_DATA SUPPLIED_

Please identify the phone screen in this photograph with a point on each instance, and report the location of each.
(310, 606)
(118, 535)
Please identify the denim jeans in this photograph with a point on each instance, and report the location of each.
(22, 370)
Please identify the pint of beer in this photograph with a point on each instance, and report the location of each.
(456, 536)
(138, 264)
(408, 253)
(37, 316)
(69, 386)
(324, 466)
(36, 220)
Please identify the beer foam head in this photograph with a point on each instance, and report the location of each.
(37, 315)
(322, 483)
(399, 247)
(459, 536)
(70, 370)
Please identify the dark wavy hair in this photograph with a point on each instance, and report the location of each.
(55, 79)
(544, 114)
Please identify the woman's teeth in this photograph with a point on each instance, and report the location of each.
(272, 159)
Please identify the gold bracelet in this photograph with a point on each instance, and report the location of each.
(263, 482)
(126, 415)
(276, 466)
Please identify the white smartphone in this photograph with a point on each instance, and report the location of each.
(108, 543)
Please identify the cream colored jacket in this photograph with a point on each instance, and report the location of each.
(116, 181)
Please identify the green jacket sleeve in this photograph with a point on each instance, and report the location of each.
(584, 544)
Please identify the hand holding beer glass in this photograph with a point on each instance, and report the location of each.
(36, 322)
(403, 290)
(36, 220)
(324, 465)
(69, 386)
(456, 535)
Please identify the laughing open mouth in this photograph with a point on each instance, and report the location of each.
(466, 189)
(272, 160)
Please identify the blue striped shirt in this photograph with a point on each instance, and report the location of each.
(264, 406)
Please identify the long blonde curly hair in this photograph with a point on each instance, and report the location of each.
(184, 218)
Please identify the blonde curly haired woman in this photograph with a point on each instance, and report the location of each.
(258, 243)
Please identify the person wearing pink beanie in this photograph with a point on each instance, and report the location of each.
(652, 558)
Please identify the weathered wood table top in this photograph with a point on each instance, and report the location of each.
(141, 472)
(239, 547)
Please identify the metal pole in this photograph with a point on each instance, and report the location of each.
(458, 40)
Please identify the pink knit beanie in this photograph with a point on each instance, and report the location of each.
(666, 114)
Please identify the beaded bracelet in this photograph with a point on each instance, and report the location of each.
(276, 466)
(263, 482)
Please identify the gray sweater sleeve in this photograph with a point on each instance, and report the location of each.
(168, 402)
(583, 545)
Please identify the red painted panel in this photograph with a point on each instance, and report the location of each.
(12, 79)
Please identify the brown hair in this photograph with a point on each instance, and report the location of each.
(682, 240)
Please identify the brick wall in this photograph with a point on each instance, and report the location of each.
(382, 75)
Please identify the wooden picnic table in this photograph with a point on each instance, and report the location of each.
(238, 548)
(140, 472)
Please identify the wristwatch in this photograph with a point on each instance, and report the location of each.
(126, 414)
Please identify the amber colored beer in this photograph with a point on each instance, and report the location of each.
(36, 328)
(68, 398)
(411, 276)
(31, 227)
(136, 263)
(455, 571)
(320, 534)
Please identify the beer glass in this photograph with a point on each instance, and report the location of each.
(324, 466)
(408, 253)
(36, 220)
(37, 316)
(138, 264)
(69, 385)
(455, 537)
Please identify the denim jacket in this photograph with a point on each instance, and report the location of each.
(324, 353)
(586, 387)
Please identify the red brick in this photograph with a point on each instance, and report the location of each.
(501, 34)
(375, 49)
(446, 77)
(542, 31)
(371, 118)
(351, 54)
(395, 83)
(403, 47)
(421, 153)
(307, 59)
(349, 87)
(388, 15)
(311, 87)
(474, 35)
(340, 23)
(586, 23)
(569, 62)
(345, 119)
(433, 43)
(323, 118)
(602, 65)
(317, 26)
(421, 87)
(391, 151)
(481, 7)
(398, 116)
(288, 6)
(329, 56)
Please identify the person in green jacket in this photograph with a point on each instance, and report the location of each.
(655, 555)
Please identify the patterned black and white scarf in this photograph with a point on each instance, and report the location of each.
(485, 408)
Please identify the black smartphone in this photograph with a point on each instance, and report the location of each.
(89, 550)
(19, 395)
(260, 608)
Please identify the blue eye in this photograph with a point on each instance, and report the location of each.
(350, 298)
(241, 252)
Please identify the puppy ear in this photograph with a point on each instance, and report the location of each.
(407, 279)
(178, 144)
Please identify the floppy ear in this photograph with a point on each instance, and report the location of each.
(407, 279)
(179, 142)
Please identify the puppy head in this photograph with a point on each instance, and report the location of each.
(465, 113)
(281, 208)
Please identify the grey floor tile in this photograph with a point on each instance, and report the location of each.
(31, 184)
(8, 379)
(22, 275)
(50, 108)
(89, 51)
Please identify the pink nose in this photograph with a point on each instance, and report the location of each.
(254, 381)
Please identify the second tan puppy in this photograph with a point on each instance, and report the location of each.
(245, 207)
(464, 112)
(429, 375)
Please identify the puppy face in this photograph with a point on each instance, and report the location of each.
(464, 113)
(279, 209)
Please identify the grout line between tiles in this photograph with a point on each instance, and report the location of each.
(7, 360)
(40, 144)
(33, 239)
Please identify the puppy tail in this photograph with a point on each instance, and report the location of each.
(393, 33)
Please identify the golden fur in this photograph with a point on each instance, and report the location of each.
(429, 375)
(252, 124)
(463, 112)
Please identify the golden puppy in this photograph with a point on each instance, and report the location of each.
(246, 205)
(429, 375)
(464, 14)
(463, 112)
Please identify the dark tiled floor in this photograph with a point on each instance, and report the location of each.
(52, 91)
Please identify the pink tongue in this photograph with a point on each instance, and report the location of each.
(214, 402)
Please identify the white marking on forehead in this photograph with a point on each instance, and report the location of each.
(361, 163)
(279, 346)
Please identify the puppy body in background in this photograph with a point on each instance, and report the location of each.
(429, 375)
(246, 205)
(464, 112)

_AIM OF THE TASK_
Can you write out, word for word, every line of the material from the one containing "Please identify the dark tiled" through the end, inclusive?

_FULL ANSWER_
Please identify the dark tiled floor in this photograph with a point on each instance, and report the location of each.
(52, 91)
Please identify the pink tongue in this photograph with a point on each instance, and report the location of each.
(214, 402)
Please identify the white marking on forehead in this photograph with a point on each instance, and report the location of each.
(361, 163)
(279, 346)
Please identify the puppy body in background in this photograph with a point on each instance, and report the location of each.
(429, 375)
(246, 205)
(464, 112)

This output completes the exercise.